Directive a →
Reproduce the rows below verbatim, from the first row through the line that contains "point(172, 21)", including both.

Provided text →
Slashdot Mirror
Creating 3D Computer Graphics From 2D HDTV Camera
photon jockey writes: "Everyone knows that holograms are cool! But these three dimensional images are hard to make and need special conditions to view. A group from The University of Tokyo have taken a step toward 3D displays with this paper in Optics Express.
Using a HDTV camera they effectively capture the light rays passing through a plane from a lit scene and then reconstruct the three dimensional geometry of the scene. Some pretty movies are available from the same page to show this. The paralax is limited by the size of the CCD and the distance to the object.
From the paper: In the field of computer graphics (CG),the use of real images has been attracting
attention as a method of attaining image synthesis that results in a more photo-realistic
quality. This field of technology is called image-based rendering. The authors have
attempted to solve this problem, by applying the approach of 3-D display technology,
in which light rays are the most primitive elements of visual cues.
"
I am only dimly remembering this from an optics course at uni, but one way of understanding the process conceptually is that each of the point light sources of which the obect is composed generates its own Fresnel zone plate.
I can't remember the maths of the Fresnel zone plate, but basically, if you interfere a point light source with a parallel light source, take the resulting pattern of light and dark rings and etch it onto a surface, light reflected off that surface is diffracted in such a way that it is focused, as if it has passed through a lens with its focal point at the same distance behind the plate as the point source was in front. This creates a virtual image of the original point source. You can view the object as being composed of such light sources each generating their own zone plate.
Like I said, I can't remember the maths, and the extrapolation from one point source to a whole object isn't exactly mathematically trivial, but I remember that the reason the Fresnel zone plate worked was very straightforward to grasp conceptually and helped the holography concept to fall into place. I always preferred to have a way to visualise something like that even when the maths clearly works out fine.
The property of light you exploit when making of a hologram is called coherency, not polarization. That's why lasers are necessary, since polarized light could be also be generated with a bulb and a filter.

Source records:
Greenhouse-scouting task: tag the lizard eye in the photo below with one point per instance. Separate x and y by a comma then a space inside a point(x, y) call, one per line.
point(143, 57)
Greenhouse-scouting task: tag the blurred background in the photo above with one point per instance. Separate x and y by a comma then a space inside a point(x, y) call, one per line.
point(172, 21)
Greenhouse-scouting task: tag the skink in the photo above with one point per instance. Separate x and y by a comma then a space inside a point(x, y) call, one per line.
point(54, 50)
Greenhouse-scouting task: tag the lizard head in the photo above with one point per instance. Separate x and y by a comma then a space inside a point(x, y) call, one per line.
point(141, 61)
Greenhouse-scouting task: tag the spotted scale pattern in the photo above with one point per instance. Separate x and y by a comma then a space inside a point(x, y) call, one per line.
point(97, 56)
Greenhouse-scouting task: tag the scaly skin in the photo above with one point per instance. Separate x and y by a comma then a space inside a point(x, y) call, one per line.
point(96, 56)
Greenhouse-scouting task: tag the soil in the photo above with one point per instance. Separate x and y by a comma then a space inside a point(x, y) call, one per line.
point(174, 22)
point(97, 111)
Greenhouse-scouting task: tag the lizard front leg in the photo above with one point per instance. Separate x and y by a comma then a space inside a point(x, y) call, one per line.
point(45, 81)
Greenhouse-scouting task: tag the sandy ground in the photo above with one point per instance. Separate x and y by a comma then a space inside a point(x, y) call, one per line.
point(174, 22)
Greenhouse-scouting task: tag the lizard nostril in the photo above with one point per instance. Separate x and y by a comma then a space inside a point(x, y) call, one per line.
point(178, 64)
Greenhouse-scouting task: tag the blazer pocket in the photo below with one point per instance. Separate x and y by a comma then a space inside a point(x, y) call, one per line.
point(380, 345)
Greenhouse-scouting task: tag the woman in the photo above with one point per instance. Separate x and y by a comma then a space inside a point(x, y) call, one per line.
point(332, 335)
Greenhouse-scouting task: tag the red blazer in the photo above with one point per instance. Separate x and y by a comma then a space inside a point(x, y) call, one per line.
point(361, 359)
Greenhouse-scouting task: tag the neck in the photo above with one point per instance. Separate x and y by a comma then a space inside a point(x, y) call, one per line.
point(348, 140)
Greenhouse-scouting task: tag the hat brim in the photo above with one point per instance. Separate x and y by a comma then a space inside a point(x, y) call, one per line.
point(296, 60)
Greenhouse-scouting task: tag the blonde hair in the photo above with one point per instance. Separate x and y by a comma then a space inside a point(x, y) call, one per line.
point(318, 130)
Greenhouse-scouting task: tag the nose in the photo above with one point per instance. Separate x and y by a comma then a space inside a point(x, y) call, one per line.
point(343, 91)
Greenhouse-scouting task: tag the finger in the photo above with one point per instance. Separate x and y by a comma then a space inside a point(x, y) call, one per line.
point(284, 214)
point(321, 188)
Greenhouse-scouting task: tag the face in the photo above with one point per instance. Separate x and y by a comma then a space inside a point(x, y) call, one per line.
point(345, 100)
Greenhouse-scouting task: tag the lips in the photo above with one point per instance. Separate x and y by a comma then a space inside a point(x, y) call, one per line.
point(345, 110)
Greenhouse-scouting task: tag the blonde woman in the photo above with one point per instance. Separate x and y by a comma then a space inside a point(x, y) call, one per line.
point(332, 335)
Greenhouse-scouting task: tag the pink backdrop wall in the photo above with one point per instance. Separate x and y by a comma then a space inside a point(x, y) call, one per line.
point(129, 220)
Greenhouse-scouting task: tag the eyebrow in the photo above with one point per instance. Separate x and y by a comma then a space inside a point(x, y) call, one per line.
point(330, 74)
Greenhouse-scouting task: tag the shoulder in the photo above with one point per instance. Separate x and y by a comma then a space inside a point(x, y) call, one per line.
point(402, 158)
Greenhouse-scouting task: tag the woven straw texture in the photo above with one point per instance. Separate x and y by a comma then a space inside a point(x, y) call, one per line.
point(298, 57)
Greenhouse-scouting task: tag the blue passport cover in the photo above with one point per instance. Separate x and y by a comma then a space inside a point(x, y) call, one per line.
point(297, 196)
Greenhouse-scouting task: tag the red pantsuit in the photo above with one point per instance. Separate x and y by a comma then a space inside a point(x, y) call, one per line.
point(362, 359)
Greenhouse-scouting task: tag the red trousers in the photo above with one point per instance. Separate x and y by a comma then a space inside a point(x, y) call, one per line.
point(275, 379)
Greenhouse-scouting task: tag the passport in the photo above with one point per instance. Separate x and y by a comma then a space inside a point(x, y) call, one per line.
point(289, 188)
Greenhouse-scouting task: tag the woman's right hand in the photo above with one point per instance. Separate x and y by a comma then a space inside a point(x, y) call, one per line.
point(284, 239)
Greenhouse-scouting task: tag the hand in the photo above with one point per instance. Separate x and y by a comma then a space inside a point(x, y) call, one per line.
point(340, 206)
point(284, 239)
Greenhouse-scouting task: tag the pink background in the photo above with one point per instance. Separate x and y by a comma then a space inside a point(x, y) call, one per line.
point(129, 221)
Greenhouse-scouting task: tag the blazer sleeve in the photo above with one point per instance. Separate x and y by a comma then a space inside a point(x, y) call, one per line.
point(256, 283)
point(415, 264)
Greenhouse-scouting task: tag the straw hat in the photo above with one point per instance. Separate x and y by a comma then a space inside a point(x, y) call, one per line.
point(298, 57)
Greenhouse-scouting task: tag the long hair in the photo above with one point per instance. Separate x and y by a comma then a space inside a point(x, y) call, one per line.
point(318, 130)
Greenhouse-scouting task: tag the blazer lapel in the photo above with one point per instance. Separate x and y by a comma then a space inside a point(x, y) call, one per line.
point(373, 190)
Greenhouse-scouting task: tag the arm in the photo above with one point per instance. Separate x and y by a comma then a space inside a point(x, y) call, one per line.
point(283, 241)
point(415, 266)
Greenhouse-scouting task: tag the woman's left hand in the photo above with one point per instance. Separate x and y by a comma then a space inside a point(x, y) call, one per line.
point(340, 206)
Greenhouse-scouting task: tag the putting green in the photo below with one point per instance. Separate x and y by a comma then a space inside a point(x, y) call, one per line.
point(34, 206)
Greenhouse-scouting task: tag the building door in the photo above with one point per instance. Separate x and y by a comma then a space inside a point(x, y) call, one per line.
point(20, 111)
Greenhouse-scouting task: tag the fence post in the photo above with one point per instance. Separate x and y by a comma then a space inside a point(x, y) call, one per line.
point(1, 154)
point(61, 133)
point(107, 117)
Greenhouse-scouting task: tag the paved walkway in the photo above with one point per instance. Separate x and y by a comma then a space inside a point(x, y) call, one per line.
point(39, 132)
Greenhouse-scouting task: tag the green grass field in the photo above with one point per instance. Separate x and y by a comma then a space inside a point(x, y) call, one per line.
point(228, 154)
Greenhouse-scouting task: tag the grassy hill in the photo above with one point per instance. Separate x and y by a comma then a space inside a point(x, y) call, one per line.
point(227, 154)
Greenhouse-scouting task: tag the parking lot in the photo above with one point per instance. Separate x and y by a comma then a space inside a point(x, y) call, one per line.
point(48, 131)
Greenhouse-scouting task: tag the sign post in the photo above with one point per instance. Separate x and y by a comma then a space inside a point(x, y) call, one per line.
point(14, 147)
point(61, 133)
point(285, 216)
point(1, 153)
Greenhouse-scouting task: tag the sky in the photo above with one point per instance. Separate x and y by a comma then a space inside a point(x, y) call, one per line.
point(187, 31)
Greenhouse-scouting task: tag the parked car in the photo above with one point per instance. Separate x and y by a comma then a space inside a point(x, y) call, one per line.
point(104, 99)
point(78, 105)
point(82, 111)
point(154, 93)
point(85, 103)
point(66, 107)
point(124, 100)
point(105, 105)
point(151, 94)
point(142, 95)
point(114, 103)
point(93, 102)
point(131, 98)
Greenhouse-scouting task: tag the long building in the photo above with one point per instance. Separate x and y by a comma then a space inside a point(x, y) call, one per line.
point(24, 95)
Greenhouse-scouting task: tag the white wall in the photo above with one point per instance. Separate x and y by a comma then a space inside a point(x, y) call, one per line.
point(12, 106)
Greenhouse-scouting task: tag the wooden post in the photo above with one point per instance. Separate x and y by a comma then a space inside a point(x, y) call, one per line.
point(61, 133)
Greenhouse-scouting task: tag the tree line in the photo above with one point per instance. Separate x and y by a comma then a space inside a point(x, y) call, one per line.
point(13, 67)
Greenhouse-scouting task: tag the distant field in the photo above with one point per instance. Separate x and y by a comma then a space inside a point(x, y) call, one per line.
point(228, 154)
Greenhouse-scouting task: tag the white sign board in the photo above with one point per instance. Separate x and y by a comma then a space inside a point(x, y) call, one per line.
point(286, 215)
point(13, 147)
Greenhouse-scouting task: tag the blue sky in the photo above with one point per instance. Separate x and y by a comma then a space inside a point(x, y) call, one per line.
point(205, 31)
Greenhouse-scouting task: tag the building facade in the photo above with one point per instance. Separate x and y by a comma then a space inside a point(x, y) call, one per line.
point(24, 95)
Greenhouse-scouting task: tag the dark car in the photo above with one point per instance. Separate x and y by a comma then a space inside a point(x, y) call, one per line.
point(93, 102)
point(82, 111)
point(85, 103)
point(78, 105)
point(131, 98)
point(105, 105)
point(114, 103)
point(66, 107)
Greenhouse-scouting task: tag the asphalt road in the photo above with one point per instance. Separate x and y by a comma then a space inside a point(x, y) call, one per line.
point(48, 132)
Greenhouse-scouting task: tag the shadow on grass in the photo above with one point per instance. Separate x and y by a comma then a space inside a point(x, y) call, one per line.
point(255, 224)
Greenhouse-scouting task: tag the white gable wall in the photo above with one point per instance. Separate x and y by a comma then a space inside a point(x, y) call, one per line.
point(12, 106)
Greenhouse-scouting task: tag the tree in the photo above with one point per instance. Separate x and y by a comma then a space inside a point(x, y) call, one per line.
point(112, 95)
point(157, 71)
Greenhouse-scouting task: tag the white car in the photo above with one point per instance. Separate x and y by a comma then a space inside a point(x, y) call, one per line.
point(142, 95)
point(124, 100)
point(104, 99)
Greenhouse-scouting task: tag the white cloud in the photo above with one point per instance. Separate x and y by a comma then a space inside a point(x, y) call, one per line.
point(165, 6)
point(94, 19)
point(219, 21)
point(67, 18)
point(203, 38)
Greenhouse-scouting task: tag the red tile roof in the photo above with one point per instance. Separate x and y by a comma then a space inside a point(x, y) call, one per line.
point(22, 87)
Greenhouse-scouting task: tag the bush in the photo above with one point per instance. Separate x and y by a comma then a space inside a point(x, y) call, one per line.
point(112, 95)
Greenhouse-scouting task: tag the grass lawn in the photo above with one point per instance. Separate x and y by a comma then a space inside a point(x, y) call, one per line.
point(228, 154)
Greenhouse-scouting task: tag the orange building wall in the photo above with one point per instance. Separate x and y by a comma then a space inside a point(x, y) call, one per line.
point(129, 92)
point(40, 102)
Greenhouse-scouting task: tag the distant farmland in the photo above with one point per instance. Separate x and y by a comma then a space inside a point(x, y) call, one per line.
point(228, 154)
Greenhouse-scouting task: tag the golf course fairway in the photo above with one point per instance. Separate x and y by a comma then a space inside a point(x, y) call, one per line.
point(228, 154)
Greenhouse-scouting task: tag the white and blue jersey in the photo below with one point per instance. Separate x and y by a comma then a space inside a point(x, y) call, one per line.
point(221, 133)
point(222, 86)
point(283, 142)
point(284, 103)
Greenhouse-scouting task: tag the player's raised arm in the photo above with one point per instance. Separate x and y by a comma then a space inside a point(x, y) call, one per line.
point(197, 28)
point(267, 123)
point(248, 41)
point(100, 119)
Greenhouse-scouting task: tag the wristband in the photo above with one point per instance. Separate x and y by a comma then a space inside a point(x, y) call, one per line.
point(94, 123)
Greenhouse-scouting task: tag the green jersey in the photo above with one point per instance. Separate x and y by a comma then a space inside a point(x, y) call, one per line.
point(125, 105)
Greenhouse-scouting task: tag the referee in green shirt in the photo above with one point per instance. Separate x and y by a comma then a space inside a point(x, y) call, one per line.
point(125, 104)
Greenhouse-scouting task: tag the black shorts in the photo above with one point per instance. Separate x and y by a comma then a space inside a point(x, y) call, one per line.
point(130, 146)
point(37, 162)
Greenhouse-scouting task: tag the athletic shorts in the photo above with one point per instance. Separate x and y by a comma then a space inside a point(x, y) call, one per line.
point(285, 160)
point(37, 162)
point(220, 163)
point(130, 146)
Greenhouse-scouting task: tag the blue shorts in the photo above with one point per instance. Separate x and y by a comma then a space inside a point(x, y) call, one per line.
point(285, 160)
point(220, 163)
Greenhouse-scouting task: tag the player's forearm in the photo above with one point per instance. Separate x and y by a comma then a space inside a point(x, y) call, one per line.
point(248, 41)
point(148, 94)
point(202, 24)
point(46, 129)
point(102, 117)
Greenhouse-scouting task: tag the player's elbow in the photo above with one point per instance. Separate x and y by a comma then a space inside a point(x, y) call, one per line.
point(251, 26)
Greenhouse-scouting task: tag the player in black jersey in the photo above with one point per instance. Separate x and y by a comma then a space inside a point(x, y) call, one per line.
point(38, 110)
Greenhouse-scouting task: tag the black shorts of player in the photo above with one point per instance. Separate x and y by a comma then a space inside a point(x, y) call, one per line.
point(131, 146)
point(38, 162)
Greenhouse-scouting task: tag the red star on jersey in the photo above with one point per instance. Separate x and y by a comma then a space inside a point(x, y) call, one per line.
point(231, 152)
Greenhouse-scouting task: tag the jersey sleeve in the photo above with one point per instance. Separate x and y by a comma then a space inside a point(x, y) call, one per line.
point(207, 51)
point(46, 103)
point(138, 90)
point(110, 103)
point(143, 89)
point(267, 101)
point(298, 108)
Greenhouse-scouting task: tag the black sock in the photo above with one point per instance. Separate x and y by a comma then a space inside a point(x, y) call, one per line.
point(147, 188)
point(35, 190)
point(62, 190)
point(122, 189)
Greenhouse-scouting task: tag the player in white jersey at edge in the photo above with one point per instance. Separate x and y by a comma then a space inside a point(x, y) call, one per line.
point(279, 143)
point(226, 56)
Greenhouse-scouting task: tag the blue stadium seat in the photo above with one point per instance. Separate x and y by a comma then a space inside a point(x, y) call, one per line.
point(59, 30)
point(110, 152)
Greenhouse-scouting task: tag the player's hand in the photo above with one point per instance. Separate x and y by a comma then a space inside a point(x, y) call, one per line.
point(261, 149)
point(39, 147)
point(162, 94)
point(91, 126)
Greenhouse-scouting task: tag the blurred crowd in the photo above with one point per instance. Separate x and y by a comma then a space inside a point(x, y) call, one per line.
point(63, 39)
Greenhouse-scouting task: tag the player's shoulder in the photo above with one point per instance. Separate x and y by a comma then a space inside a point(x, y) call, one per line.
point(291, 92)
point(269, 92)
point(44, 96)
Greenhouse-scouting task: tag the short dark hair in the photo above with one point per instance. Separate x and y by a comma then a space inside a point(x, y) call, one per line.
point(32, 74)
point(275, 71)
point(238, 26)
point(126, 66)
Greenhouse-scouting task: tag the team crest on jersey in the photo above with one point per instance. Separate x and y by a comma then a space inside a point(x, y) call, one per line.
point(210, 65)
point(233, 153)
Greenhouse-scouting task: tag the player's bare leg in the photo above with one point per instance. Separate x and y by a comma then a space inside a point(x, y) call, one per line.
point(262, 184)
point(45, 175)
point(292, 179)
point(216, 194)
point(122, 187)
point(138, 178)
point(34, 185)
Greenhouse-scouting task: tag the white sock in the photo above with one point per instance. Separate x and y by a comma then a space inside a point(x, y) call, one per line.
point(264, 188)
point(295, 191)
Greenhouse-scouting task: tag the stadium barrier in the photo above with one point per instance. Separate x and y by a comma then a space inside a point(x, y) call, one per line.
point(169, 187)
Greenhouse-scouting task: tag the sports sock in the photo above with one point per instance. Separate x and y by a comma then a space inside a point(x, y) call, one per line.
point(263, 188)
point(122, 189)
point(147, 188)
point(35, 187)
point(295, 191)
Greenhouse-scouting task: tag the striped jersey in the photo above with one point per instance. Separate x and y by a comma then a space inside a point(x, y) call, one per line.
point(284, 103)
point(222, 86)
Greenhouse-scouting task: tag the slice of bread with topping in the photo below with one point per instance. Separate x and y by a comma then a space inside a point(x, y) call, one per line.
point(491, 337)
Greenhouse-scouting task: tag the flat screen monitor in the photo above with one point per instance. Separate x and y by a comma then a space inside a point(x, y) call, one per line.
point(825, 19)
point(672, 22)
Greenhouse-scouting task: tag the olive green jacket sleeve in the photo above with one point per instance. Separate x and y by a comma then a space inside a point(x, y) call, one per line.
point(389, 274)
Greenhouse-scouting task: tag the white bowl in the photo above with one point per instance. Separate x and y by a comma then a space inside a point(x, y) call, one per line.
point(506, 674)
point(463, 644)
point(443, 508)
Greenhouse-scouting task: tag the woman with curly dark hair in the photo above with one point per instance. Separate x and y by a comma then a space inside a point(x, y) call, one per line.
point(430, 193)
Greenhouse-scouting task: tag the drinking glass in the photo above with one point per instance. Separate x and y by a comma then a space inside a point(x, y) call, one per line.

Directive b →
Copy the passage of the holography thread word for word, from "From the paper: In" to "Fresnel zone plate.".

Expected output a →
Greenhouse-scouting task: tag the lizard eye in the photo below with one point per instance. Separate x and y by a comma then a space inside a point(x, y) call, one per line.
point(143, 57)
Greenhouse-scouting task: tag the blurred background in the photo above with one point per instance. Separate x and y by a comma then a space inside a point(x, y) call, one per line.
point(172, 21)

Expected output b →
From the paper: In the field of computer graphics (CG),the use of real images has been attracting
attention as a method of attaining image synthesis that results in a more photo-realistic
quality. This field of technology is called image-based rendering. The authors have
attempted to solve this problem, by applying the approach of 3-D display technology,
in which light rays are the most primitive elements of visual cues.
"
I am only dimly remembering this from an optics course at uni, but one way of understanding the process conceptually is that each of the point light sources of which the obect is composed generates its own Fresnel zone plate.